Short problem
Recast all the rows below as a JSON list of strings, with one string for each line and blank lines left out.

Stored rows
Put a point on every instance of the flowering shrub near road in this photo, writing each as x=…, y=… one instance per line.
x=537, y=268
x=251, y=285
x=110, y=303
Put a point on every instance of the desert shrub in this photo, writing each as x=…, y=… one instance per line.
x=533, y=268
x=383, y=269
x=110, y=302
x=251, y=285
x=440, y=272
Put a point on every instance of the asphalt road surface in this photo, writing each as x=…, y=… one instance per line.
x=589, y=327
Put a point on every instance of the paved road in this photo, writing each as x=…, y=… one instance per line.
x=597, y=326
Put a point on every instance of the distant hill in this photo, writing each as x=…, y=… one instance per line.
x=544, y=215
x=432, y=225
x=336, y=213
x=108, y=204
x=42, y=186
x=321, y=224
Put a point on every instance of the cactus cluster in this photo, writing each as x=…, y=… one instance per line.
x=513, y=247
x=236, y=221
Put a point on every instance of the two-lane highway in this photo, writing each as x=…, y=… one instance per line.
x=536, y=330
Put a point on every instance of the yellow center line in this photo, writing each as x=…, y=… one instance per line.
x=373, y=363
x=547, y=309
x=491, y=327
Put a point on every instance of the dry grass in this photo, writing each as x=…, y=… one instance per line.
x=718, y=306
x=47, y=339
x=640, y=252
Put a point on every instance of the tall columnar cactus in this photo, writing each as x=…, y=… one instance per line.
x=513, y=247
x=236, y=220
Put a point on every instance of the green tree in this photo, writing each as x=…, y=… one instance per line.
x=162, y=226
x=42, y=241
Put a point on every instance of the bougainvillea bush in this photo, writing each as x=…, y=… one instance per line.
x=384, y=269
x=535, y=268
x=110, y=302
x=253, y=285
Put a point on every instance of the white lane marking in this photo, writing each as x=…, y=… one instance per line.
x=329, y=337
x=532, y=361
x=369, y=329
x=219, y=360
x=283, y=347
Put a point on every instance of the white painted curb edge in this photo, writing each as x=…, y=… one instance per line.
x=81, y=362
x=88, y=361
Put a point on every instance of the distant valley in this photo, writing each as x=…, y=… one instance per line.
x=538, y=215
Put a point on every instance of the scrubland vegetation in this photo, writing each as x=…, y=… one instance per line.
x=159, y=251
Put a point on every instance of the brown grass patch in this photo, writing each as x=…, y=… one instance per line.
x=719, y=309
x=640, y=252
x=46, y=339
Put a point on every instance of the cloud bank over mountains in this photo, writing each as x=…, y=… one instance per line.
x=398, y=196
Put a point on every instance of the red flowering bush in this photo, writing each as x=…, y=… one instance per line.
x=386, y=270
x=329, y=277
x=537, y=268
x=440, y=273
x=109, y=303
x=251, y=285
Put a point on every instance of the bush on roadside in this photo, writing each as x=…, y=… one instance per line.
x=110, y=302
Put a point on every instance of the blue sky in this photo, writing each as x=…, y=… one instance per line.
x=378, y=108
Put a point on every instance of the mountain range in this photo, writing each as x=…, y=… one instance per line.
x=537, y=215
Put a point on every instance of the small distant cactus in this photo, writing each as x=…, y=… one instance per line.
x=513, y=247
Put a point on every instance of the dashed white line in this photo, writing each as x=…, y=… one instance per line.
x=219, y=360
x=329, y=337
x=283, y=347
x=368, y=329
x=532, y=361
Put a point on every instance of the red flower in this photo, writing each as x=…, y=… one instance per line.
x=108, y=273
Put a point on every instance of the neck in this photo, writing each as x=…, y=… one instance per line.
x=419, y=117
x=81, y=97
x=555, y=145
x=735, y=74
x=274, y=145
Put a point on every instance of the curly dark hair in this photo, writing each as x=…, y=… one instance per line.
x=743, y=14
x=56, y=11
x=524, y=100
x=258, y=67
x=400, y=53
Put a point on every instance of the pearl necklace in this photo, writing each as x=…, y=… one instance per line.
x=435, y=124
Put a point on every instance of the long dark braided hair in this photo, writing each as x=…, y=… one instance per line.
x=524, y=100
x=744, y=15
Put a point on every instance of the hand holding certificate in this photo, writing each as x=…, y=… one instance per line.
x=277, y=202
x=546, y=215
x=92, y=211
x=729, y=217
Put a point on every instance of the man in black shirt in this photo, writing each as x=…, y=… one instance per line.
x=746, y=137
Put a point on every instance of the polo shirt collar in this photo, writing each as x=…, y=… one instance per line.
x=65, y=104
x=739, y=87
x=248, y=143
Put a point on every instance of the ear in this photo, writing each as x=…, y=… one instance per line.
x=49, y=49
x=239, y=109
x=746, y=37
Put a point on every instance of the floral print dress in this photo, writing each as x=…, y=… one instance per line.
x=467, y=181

Expected output
[
  "Put a point on every instance of the flowering shrub near road in this photo, writing each as x=…, y=… one instance per line.",
  "x=537, y=268",
  "x=251, y=285",
  "x=110, y=303",
  "Put a point on every instance of the desert shrub in this photo, writing each as x=…, y=… one instance per line.",
  "x=533, y=268",
  "x=383, y=269",
  "x=110, y=302",
  "x=251, y=285",
  "x=440, y=272",
  "Put a point on every instance of the asphalt road surface in this photo, writing each as x=…, y=… one instance per line.",
  "x=589, y=327",
  "Put a point on every instance of the paved road in this photo, writing each as x=…, y=… one instance per line.",
  "x=597, y=326",
  "Put a point on every instance of the distant hill in this photo, writing each as x=…, y=… one instance per line.",
  "x=544, y=215",
  "x=432, y=225",
  "x=336, y=213",
  "x=108, y=204",
  "x=42, y=186",
  "x=321, y=224",
  "Put a point on every instance of the cactus cluster in this photo, writing each as x=…, y=… one instance per line.",
  "x=513, y=247",
  "x=236, y=221",
  "Put a point on every instance of the two-lane highway in this photo, writing each as x=…, y=… one instance per line.",
  "x=536, y=330",
  "Put a point on every instance of the yellow center line in this photo, writing each as x=…, y=… one instance per line.",
  "x=373, y=363",
  "x=547, y=309",
  "x=491, y=327",
  "Put a point on every instance of the dry grass in this photo, writing each as x=…, y=… one instance per line.",
  "x=718, y=306",
  "x=47, y=339",
  "x=640, y=252",
  "Put a point on every instance of the tall columnar cactus in this photo, writing each as x=…, y=… one instance per line.",
  "x=513, y=247",
  "x=236, y=220",
  "Put a point on every instance of the green tree in this photo, writing each as x=…, y=… one instance per line.",
  "x=162, y=226",
  "x=42, y=241",
  "Put a point on every instance of the bougainvillea bush in this photo, writing each as x=…, y=… one instance per line.",
  "x=384, y=269",
  "x=535, y=268",
  "x=110, y=302",
  "x=253, y=285",
  "Put a point on every instance of the white lane marking in this photo, writing each as x=…, y=… one instance per line.",
  "x=329, y=337",
  "x=532, y=361",
  "x=369, y=329",
  "x=219, y=360",
  "x=283, y=347",
  "Put a point on every instance of the white painted curb edge in this photo, writing each as x=…, y=… one instance per line.",
  "x=81, y=362",
  "x=88, y=361",
  "Put a point on every instance of the distant valley in this photo, writing each as x=…, y=… one instance per line.",
  "x=538, y=215",
  "Put a point on every instance of the scrubland vegetation in this photo, writing each as x=…, y=… one instance per line.",
  "x=159, y=251",
  "Put a point on every instance of the brown grass patch in this photo, writing each as x=…, y=… one instance per line.",
  "x=719, y=309",
  "x=640, y=252",
  "x=46, y=339",
  "Put a point on every instance of the cloud bank over mountains in this photo, writing each as x=…, y=… one instance per line.",
  "x=398, y=196",
  "Put a point on every instance of the red flowering bush in this photo, writing each as x=…, y=… one instance per line.",
  "x=386, y=270",
  "x=329, y=277",
  "x=537, y=268",
  "x=440, y=273",
  "x=109, y=303",
  "x=251, y=285",
  "Put a point on every instance of the bush on roadside in this photo, writing each as x=…, y=… one instance per line.",
  "x=110, y=302",
  "Put a point on every instance of the blue sky in this photo, writing each as x=…, y=… one instance per line.",
  "x=378, y=108",
  "Put a point on every instance of the mountain range in this photo, writing each as x=…, y=… one instance per line.",
  "x=537, y=215",
  "Put a point on every instance of the small distant cactus in this photo, writing each as x=…, y=… one instance per line.",
  "x=513, y=247",
  "Put a point on every instance of the dashed white line in this photo, writing each as x=…, y=… one instance per line.",
  "x=219, y=360",
  "x=329, y=337",
  "x=283, y=347",
  "x=368, y=329",
  "x=532, y=361",
  "Put a point on every instance of the red flower in this photo, writing each as x=…, y=… one instance per line.",
  "x=108, y=273",
  "Put a point on every instance of the neck in this photo, writing each as x=…, y=… one instance per line.",
  "x=419, y=117",
  "x=81, y=97",
  "x=555, y=145",
  "x=735, y=74",
  "x=274, y=145",
  "Put a point on every instance of the curly dark hair in this photo, writing each as x=…, y=… one instance per line.",
  "x=743, y=14",
  "x=56, y=11",
  "x=524, y=100",
  "x=258, y=67",
  "x=400, y=53",
  "Put a point on every instance of the pearl necklace in this photo, writing each as x=…, y=… one instance per line.",
  "x=435, y=124",
  "Put a point on every instance of the long dark braided hair in this photo, writing each as x=…, y=… one instance per line.",
  "x=524, y=100",
  "x=744, y=15",
  "Put a point on every instance of the hand holding certificate in this photo, writing each as x=…, y=… one instance per line.",
  "x=277, y=202",
  "x=546, y=215",
  "x=92, y=211",
  "x=729, y=217",
  "Put a point on every instance of the man in black shirt in this photo, writing each as x=…, y=… one instance per line.",
  "x=746, y=137",
  "Put a point on every instance of the polo shirt collar in this photo, writing each as x=…, y=… one instance per line.",
  "x=65, y=104",
  "x=739, y=87",
  "x=248, y=143",
  "Put a point on every instance of the ear in this photo, writing each as x=…, y=… one instance per line.",
  "x=49, y=49",
  "x=239, y=109",
  "x=746, y=37",
  "Put a point on every instance of the floral print dress in this photo, writing each as x=…, y=… one instance per line.",
  "x=467, y=181"
]